* **DATA ROWS**:
────────────────────
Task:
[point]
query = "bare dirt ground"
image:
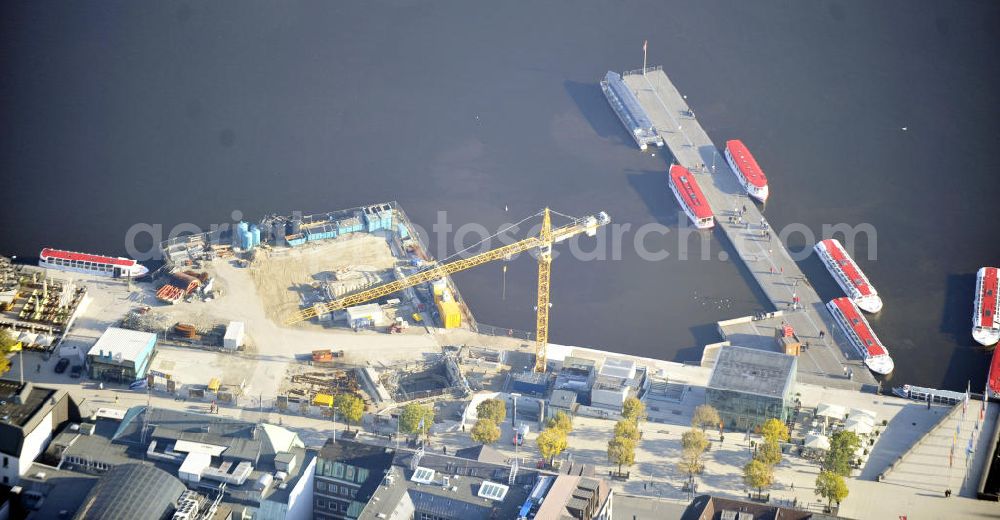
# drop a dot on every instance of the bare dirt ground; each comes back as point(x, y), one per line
point(283, 277)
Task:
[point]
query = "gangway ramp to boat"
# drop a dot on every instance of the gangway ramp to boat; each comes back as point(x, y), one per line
point(765, 257)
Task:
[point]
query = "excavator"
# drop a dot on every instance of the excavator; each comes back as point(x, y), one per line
point(543, 242)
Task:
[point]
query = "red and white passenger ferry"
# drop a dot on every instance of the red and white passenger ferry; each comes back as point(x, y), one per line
point(746, 169)
point(985, 327)
point(848, 275)
point(91, 264)
point(690, 197)
point(860, 334)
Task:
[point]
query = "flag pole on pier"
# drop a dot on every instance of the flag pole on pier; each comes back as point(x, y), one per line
point(644, 44)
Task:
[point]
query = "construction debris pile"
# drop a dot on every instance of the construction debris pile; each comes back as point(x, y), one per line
point(182, 284)
point(37, 309)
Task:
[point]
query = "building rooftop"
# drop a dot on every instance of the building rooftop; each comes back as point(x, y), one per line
point(376, 460)
point(453, 490)
point(129, 344)
point(132, 491)
point(753, 371)
point(706, 506)
point(620, 368)
point(47, 491)
point(179, 439)
point(563, 399)
point(482, 453)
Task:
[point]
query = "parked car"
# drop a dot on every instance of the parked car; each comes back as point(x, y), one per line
point(61, 365)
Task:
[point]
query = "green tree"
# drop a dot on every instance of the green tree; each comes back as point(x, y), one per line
point(493, 409)
point(350, 407)
point(485, 431)
point(561, 421)
point(831, 486)
point(627, 428)
point(843, 444)
point(633, 409)
point(7, 340)
point(416, 418)
point(769, 452)
point(758, 475)
point(774, 429)
point(705, 416)
point(8, 344)
point(552, 442)
point(621, 451)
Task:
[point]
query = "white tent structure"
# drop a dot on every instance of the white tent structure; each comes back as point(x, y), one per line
point(858, 413)
point(830, 411)
point(816, 441)
point(860, 426)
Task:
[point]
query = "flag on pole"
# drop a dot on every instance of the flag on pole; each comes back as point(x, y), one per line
point(965, 405)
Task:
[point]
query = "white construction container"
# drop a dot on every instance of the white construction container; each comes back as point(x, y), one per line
point(234, 335)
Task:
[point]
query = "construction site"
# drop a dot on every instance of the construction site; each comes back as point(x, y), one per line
point(36, 307)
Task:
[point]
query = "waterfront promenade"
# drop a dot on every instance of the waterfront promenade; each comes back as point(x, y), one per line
point(764, 257)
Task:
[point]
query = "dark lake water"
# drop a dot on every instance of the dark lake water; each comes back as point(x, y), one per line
point(117, 113)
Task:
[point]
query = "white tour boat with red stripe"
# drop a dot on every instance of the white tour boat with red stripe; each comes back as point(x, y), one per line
point(985, 328)
point(861, 335)
point(848, 275)
point(116, 267)
point(746, 169)
point(690, 197)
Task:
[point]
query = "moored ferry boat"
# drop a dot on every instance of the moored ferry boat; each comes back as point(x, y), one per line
point(690, 197)
point(861, 335)
point(985, 327)
point(848, 275)
point(747, 170)
point(72, 261)
point(630, 111)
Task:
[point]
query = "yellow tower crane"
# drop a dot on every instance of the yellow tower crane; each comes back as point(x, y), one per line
point(543, 242)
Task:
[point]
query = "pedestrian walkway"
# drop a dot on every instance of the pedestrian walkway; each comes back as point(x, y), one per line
point(760, 250)
point(957, 447)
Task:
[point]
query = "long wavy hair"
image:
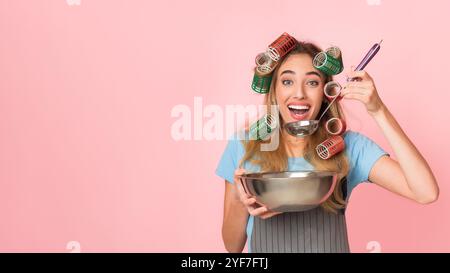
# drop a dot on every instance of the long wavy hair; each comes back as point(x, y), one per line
point(277, 160)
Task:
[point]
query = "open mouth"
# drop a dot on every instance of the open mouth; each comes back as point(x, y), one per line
point(298, 112)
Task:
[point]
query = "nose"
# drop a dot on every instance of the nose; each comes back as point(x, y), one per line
point(299, 93)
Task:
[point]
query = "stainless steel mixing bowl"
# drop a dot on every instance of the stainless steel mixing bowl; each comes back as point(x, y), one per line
point(290, 191)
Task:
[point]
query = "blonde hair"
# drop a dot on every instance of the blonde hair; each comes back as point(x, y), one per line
point(277, 160)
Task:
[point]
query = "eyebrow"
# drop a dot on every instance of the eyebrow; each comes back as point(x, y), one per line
point(307, 73)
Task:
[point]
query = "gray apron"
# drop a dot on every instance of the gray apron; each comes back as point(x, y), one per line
point(312, 231)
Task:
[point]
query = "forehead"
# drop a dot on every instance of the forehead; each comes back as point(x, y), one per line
point(299, 63)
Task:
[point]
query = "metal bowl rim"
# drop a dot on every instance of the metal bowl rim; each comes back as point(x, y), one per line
point(308, 174)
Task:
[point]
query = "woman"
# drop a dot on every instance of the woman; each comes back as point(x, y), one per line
point(297, 83)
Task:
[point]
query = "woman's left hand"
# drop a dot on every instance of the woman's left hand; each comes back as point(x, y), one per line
point(364, 90)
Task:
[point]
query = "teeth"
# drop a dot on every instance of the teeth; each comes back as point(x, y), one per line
point(298, 107)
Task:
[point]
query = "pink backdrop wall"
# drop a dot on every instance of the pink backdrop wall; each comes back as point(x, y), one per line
point(86, 93)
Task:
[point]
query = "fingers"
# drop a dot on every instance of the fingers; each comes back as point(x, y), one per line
point(258, 211)
point(269, 214)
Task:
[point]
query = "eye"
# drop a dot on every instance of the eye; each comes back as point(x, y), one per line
point(312, 83)
point(286, 82)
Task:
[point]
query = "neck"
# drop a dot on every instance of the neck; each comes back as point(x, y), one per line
point(294, 145)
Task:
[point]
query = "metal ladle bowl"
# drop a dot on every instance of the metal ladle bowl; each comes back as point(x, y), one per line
point(304, 128)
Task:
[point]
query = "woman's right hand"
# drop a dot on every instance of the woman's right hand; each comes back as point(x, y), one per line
point(249, 201)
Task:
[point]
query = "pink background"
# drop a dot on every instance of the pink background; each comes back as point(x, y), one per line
point(86, 93)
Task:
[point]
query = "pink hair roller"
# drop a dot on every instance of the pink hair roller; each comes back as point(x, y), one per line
point(330, 147)
point(281, 46)
point(335, 126)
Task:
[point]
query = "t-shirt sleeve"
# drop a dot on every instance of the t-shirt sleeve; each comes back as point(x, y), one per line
point(363, 153)
point(230, 159)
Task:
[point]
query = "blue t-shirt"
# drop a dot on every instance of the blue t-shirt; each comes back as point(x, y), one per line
point(361, 152)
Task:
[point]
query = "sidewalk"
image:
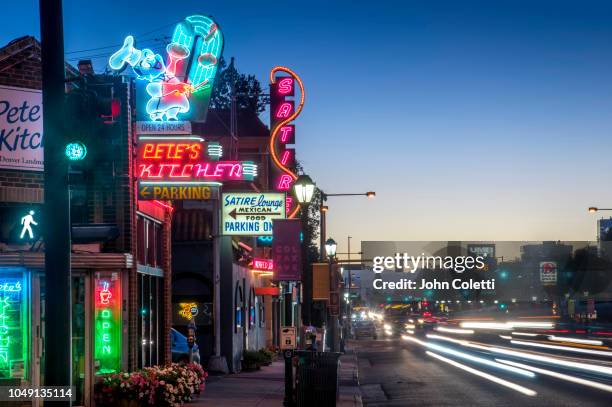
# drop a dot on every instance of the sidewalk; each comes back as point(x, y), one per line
point(266, 387)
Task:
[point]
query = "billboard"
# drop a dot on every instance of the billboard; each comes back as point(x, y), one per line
point(251, 213)
point(286, 250)
point(548, 272)
point(21, 129)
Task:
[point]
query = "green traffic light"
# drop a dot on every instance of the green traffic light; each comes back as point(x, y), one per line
point(75, 151)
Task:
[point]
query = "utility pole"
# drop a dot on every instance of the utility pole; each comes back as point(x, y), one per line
point(56, 230)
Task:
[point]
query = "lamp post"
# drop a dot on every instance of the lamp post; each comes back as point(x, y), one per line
point(330, 250)
point(303, 189)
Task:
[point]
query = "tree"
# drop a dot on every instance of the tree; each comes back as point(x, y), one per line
point(246, 88)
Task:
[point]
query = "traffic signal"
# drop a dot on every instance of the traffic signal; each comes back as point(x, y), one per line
point(75, 151)
point(91, 116)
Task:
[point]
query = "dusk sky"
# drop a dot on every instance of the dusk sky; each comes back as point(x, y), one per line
point(473, 121)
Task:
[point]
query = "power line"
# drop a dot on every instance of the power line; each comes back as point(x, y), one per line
point(152, 46)
point(118, 45)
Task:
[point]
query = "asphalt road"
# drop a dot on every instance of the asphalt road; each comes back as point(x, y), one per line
point(396, 372)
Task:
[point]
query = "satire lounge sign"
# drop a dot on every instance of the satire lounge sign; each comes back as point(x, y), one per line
point(21, 142)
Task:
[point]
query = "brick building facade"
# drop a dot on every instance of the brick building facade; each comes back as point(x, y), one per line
point(121, 247)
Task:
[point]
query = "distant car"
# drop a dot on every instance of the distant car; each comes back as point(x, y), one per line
point(364, 329)
point(180, 349)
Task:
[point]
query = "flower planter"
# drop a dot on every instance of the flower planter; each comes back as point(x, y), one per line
point(128, 403)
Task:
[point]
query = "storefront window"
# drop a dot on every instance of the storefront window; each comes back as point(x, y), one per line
point(108, 322)
point(14, 325)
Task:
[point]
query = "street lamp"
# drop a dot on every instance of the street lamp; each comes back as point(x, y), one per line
point(303, 189)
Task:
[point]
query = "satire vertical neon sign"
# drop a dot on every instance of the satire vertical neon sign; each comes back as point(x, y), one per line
point(282, 114)
point(107, 302)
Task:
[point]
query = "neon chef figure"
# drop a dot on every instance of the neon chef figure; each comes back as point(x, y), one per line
point(27, 221)
point(191, 66)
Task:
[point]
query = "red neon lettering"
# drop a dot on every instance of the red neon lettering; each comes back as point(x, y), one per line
point(145, 171)
point(284, 182)
point(284, 110)
point(236, 171)
point(285, 86)
point(285, 133)
point(171, 151)
point(288, 204)
point(285, 157)
point(202, 170)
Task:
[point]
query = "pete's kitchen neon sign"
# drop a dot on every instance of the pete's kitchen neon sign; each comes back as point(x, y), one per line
point(283, 112)
point(175, 159)
point(107, 303)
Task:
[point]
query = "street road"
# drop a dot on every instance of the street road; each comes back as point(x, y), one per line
point(398, 372)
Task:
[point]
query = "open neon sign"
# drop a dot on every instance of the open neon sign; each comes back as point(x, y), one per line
point(262, 265)
point(107, 304)
point(174, 159)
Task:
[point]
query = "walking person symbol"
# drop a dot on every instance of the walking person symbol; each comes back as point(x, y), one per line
point(27, 221)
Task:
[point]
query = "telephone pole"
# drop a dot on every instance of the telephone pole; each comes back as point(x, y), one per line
point(56, 230)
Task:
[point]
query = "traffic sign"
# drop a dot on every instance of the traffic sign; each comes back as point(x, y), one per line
point(288, 337)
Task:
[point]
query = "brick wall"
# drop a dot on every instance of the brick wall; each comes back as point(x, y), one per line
point(20, 67)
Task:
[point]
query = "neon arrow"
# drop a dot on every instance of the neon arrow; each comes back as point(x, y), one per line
point(144, 192)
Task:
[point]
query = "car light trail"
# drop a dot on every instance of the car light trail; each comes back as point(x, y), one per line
point(554, 361)
point(531, 356)
point(524, 324)
point(575, 340)
point(486, 325)
point(484, 375)
point(563, 348)
point(467, 356)
point(505, 325)
point(561, 376)
point(454, 330)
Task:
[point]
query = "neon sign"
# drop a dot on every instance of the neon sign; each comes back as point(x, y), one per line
point(174, 158)
point(27, 221)
point(188, 310)
point(283, 112)
point(187, 75)
point(262, 265)
point(14, 333)
point(107, 303)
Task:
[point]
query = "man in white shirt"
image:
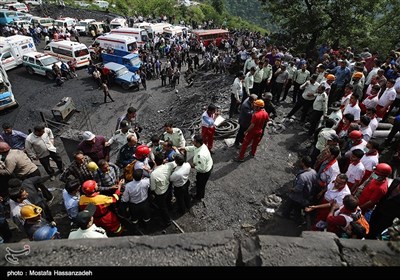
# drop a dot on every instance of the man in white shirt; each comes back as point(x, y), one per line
point(40, 145)
point(181, 183)
point(87, 229)
point(202, 162)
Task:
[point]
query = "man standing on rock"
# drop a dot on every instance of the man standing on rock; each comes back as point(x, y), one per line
point(208, 127)
point(246, 113)
point(254, 132)
point(202, 162)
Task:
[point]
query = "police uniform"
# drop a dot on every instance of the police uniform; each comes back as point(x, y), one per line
point(121, 138)
point(92, 232)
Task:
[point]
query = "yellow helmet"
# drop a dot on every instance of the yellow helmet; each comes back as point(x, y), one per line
point(30, 211)
point(92, 166)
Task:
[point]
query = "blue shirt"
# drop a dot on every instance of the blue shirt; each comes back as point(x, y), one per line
point(16, 139)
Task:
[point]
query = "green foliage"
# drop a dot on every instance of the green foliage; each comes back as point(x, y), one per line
point(218, 6)
point(304, 24)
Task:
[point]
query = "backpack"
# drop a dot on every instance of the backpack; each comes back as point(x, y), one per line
point(359, 218)
point(128, 171)
point(363, 222)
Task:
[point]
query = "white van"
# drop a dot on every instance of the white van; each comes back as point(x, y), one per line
point(68, 51)
point(117, 41)
point(101, 4)
point(19, 7)
point(140, 34)
point(12, 49)
point(118, 22)
point(65, 22)
point(48, 22)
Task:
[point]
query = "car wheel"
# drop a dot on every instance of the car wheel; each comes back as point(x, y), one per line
point(50, 75)
point(30, 70)
point(125, 86)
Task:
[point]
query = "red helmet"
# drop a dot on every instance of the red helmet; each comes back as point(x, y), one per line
point(4, 147)
point(383, 169)
point(89, 187)
point(142, 151)
point(355, 134)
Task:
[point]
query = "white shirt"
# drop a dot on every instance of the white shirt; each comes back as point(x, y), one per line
point(373, 124)
point(370, 161)
point(180, 175)
point(355, 172)
point(201, 159)
point(136, 191)
point(371, 102)
point(176, 137)
point(309, 88)
point(237, 88)
point(40, 146)
point(387, 96)
point(71, 204)
point(354, 110)
point(367, 132)
point(337, 195)
point(92, 232)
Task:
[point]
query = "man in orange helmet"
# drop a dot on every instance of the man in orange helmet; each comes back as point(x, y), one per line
point(254, 132)
point(103, 217)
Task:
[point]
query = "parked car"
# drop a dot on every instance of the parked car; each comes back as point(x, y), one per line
point(121, 75)
point(101, 4)
point(40, 63)
point(83, 26)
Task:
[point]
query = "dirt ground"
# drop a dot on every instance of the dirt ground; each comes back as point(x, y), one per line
point(235, 193)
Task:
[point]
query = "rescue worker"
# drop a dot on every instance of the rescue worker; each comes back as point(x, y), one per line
point(254, 132)
point(87, 228)
point(103, 216)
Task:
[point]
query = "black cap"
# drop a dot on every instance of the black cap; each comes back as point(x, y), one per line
point(83, 217)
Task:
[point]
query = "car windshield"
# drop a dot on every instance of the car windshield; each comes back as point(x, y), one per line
point(135, 61)
point(49, 60)
point(122, 71)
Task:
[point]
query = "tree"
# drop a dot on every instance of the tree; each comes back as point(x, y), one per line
point(218, 6)
point(305, 23)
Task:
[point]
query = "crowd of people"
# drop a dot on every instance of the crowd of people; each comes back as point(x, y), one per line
point(343, 98)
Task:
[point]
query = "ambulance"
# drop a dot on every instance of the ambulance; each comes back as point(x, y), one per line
point(12, 49)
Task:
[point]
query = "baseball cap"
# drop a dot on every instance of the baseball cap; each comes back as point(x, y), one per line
point(83, 217)
point(88, 136)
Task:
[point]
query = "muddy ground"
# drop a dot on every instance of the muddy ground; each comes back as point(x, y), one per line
point(235, 193)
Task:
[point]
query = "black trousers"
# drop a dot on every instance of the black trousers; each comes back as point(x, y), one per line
point(161, 202)
point(46, 163)
point(233, 109)
point(393, 131)
point(201, 181)
point(240, 135)
point(182, 197)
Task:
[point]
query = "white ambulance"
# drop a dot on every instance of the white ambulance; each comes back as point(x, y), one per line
point(68, 51)
point(12, 49)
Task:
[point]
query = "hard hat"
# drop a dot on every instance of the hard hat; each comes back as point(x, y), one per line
point(268, 96)
point(383, 169)
point(88, 136)
point(30, 211)
point(355, 134)
point(92, 166)
point(4, 147)
point(44, 233)
point(330, 77)
point(357, 75)
point(89, 187)
point(259, 103)
point(142, 151)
────────────────────
* **YOUR INSTRUCTIONS**: How many lines of the records above contain the string "crane"? Give only the number.

* **FINAL RESULT**: 2